Copy exactly, and copy only, the lines from the one bearing "positive clicks: (553, 672) (459, 681)" through the final line of the records.

[Collected data]
* * *

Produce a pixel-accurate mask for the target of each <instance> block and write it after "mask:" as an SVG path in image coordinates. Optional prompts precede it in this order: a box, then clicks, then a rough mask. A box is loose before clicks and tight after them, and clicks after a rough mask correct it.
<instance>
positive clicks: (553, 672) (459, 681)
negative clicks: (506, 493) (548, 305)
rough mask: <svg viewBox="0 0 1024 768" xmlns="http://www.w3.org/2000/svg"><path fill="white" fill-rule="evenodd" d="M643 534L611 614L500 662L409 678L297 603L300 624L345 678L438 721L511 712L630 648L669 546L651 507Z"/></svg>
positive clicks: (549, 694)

* * *

* Output for this task:
positive clicks: (553, 672) (459, 681)
negative clicks: (506, 493) (548, 305)
rough mask: <svg viewBox="0 0 1024 768" xmlns="http://www.w3.org/2000/svg"><path fill="white" fill-rule="evenodd" d="M643 534L611 614L500 662L409 678L297 603L300 624L345 678L438 721L511 712L630 648L669 546L651 507Z"/></svg>
positive clicks: (549, 694)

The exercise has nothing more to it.